** BEGIN **
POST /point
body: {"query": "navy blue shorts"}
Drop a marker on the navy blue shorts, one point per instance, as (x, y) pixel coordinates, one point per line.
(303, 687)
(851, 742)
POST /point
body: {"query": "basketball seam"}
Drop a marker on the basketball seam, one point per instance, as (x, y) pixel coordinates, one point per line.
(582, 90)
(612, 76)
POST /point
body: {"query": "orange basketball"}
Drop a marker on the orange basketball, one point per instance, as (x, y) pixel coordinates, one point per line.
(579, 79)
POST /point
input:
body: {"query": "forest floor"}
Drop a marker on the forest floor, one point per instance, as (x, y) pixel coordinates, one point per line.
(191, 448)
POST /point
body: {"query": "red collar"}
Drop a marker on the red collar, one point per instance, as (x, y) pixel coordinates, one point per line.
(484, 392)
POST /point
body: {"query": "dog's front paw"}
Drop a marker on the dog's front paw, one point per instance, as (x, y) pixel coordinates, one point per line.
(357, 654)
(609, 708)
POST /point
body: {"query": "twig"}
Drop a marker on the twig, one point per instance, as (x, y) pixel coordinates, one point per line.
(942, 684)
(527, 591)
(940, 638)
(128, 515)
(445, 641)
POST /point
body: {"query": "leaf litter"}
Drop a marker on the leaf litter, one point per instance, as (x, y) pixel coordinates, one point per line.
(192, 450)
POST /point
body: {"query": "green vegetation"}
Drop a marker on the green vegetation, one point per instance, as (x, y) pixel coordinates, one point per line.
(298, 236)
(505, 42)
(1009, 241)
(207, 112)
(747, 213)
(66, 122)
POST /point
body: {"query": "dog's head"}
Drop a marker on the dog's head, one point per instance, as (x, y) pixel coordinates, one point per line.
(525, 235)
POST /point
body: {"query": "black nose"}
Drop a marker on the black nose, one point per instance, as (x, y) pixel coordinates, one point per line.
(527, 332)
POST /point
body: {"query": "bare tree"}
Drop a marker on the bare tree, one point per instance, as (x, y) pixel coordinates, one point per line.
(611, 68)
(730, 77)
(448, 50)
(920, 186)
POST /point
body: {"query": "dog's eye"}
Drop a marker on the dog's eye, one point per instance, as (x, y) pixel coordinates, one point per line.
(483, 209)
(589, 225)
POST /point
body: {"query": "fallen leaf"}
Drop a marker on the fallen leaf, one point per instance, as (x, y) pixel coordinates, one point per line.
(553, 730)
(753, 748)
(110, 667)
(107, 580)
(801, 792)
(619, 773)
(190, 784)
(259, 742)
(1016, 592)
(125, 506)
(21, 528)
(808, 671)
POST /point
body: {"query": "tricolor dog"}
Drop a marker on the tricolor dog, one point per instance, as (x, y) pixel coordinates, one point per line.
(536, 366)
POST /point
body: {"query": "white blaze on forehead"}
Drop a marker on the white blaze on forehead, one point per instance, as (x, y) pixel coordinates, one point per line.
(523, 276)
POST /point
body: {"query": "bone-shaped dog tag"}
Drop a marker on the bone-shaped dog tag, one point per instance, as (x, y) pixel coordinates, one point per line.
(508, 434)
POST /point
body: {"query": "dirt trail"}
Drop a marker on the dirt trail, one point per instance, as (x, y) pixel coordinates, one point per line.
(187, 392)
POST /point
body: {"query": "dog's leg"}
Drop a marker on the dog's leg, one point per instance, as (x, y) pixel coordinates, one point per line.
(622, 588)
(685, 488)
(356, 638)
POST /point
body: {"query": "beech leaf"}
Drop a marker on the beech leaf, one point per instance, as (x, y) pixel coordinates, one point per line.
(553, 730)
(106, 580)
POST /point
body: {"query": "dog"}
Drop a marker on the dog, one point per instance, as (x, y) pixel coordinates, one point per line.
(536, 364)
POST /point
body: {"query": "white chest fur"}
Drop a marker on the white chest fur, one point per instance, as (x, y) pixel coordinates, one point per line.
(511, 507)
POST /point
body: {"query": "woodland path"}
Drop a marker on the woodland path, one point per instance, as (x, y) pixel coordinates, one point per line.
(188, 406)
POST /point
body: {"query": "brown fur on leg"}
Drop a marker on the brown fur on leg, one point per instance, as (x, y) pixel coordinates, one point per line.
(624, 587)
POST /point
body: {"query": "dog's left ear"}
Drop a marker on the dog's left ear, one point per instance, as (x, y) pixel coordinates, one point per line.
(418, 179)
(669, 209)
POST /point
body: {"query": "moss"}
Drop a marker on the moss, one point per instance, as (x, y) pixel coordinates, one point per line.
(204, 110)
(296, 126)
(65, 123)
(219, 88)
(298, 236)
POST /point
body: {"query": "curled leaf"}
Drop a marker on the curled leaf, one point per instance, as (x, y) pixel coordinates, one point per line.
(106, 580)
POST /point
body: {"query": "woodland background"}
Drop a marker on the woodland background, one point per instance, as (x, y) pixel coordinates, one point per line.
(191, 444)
** END **
*Given exercise*: Return every line of the text above that contains the string "navy", matching case exactly.

*Correct answer*:
body: {"query": "navy blue shorts"}
Drop a marker on the navy blue shorts, one point per instance, as (x, y) pixel coordinates, one point per line.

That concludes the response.